Objective: Reproduce all lines of the items below, requests included, and shift every bounding-box coordinate in the answers up by 46.

Data for this task:
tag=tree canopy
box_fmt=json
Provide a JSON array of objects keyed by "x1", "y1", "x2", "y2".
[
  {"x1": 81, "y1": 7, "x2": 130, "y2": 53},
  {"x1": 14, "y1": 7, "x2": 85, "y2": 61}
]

Task answer:
tag=tree canopy
box_fmt=json
Provide a JSON array of objects keyed by "x1", "y1", "x2", "y2".
[
  {"x1": 127, "y1": 53, "x2": 176, "y2": 99},
  {"x1": 60, "y1": 53, "x2": 131, "y2": 107}
]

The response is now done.